TASK REQUIREMENTS
How do the records below read from their first line through the line containing "Return one point per instance of the red plastic net"? Write those lines out exactly.

(Stored data entries)
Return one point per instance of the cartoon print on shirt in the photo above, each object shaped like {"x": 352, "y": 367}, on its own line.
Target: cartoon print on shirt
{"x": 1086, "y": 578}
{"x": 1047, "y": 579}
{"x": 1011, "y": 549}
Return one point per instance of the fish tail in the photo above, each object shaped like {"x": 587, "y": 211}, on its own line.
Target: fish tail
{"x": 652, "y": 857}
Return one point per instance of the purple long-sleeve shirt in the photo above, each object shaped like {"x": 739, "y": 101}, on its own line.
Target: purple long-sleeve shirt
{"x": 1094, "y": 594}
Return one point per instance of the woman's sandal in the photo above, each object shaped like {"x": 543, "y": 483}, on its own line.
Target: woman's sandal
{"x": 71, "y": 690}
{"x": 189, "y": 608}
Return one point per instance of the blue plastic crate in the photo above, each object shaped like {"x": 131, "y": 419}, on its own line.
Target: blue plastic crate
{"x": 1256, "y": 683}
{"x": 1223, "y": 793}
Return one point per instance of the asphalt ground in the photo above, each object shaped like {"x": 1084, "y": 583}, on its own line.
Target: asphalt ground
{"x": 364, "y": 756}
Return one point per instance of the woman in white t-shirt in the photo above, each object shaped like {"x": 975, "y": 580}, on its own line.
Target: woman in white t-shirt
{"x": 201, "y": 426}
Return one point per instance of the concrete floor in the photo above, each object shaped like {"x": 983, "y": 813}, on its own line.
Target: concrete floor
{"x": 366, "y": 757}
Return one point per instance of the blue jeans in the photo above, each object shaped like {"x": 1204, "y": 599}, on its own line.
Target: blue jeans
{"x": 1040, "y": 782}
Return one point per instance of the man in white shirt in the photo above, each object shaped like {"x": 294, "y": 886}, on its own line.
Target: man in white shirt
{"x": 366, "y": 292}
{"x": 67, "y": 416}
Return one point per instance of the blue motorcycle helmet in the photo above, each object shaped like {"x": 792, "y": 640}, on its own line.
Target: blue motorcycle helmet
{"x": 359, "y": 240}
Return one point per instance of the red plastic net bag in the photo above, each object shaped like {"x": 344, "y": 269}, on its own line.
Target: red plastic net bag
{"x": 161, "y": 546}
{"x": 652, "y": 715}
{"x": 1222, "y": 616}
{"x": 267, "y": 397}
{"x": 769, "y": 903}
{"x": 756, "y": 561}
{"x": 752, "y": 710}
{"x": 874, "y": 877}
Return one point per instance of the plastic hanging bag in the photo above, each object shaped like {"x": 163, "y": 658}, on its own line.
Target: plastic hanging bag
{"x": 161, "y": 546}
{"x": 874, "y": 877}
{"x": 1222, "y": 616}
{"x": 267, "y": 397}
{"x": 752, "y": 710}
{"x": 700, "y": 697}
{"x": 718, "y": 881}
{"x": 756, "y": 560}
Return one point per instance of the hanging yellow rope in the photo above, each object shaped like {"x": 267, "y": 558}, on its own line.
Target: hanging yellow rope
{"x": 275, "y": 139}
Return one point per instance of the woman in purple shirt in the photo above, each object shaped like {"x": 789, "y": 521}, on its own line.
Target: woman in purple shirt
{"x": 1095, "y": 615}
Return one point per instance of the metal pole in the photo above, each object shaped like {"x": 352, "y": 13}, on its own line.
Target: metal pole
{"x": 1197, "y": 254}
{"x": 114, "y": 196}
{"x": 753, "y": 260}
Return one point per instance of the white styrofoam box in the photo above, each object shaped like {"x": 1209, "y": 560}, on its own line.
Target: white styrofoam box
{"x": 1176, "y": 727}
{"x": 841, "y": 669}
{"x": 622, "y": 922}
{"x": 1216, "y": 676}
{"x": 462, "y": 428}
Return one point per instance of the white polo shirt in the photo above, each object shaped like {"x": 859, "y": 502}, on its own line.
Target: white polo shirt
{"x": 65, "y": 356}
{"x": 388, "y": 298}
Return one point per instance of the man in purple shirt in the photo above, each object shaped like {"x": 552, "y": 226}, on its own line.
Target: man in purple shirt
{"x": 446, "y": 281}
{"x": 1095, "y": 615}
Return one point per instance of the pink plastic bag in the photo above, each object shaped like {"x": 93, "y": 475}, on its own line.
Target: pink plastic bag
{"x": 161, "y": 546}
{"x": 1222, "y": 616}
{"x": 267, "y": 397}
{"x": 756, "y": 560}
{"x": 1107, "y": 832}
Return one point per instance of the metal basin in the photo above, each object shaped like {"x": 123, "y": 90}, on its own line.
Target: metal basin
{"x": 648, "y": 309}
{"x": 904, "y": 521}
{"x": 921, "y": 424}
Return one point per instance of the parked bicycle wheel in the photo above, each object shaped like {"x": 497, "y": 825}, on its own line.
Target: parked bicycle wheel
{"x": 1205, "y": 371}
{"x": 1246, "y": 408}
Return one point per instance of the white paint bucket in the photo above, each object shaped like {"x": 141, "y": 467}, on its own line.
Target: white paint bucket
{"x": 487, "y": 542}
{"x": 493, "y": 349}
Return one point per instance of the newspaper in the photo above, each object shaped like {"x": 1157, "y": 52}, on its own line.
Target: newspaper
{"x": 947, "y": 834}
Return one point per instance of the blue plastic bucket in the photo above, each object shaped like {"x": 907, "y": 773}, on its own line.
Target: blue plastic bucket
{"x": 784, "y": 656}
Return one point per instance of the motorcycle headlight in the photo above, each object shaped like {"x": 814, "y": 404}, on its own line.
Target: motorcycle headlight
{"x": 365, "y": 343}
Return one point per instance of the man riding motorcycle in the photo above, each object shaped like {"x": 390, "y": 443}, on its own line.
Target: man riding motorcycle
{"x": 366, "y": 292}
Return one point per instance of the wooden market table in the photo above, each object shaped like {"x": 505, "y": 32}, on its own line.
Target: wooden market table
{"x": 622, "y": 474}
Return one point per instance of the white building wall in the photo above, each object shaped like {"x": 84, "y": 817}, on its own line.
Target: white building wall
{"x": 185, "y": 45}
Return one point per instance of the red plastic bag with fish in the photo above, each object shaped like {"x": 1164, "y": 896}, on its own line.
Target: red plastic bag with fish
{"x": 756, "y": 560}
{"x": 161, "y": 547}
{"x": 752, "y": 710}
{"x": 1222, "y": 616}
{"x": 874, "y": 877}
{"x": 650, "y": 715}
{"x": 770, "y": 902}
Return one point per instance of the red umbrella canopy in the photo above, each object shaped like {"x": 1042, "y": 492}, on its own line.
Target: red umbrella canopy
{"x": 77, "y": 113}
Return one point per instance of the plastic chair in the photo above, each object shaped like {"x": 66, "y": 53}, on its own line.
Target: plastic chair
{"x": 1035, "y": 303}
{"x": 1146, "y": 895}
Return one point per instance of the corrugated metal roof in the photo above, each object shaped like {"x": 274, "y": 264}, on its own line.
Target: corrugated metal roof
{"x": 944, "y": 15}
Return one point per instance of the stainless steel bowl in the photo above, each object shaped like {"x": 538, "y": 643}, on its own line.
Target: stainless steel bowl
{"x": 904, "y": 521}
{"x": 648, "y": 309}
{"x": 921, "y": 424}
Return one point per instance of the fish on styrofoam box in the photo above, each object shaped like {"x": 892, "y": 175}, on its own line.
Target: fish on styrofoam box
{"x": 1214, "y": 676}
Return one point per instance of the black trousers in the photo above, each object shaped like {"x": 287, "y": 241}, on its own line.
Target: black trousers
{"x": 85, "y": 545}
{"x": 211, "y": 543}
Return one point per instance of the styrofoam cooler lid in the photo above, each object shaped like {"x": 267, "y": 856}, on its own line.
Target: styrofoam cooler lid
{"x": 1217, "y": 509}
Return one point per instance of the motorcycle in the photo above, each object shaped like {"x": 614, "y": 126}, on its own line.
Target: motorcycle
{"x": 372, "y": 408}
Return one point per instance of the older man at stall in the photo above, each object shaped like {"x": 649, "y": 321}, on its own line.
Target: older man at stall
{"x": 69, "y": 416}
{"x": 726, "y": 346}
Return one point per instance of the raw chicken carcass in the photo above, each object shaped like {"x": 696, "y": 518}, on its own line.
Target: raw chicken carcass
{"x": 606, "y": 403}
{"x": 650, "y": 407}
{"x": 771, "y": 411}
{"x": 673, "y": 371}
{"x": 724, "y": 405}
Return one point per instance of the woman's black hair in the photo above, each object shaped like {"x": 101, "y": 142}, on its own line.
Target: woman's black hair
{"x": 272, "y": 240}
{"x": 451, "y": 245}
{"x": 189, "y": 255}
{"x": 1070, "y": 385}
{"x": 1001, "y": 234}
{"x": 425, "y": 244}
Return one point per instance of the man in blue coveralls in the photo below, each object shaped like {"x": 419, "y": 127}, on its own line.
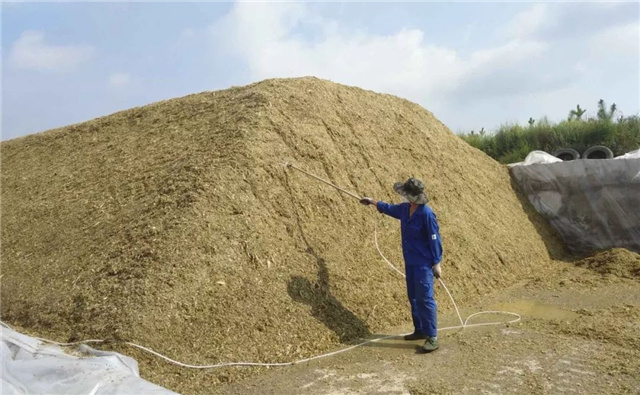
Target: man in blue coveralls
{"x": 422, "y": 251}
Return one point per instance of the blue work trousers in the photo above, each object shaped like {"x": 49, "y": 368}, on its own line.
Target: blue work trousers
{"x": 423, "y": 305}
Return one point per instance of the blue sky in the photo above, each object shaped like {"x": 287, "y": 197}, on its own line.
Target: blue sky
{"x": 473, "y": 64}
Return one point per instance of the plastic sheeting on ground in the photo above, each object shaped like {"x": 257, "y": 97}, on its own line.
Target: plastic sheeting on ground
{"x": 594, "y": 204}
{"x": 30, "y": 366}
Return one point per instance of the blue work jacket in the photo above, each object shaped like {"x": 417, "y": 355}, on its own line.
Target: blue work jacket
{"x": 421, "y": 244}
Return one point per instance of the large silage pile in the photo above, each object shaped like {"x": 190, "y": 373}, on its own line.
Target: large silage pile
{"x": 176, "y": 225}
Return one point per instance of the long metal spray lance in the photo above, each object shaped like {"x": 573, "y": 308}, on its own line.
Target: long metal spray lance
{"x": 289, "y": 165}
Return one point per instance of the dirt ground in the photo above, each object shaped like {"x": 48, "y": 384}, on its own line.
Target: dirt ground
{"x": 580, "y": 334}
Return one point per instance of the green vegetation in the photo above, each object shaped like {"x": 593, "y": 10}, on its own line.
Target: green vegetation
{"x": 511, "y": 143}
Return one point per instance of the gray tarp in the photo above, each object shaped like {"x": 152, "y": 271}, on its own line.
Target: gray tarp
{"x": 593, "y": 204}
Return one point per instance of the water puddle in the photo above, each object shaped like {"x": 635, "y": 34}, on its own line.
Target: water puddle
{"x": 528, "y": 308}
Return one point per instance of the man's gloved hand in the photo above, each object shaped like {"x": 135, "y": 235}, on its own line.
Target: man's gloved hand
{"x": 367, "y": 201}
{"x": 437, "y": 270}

PROBLEM SOLUTION
Return one point per instance of the cartoon print on shirt in the photo above, each object shaped like {"x": 352, "y": 367}, on its own line.
Target: cartoon print on shirt
{"x": 1086, "y": 578}
{"x": 1047, "y": 579}
{"x": 1011, "y": 549}
Return one point per instance of the fish tail in the photo above, each object shaped like {"x": 587, "y": 211}, on its own line.
Target: fish tail
{"x": 652, "y": 857}
Return one point per instance of the purple long-sleeve shirt in the photo above, each object shaped like {"x": 739, "y": 101}, on its own line.
Target: purple long-sleeve shirt
{"x": 1094, "y": 594}
Return one point per instance of the woman's sandal in the photo above, each object shaped like {"x": 543, "y": 483}, on its own line.
Target: woman's sandal
{"x": 71, "y": 690}
{"x": 189, "y": 608}
Return one point per instance of the blue plastic crate in the photo above, each object shaped like {"x": 131, "y": 419}, on its own line.
Target: blue plastic crate
{"x": 1256, "y": 683}
{"x": 1223, "y": 793}
Return one point per instance of the asphalt ground in the photo above, each object shaped like {"x": 1084, "y": 583}, on its own line.
Target: asphalt ground
{"x": 364, "y": 756}
Return one point per instance of the woman in white t-shirt in the photo above, each object shaped like {"x": 975, "y": 580}, on its own line.
Target: woman in white t-shirt
{"x": 201, "y": 426}
Return one point per instance of the concrete floor in the photo above, each object shaped like {"x": 983, "y": 813}, on its own line.
Target: concrete floor
{"x": 366, "y": 757}
Return one point per instance of the blue jeans in the photo above, each object shaped like {"x": 1204, "y": 599}, on its own line.
Target: blue jeans
{"x": 1040, "y": 782}
Return one point per instance of the man in white shirt in the photo above, each object shaped like {"x": 294, "y": 886}, on its own line.
Target: man in white shirt
{"x": 366, "y": 292}
{"x": 67, "y": 416}
Return one point per instance of the blue motorcycle helmet in the photo above, each object shaped like {"x": 792, "y": 640}, on its own line.
Target: blue motorcycle helmet
{"x": 359, "y": 240}
Return one point per instance of the red plastic net bag in the photo above, each object shaped like {"x": 344, "y": 269}, on its own line.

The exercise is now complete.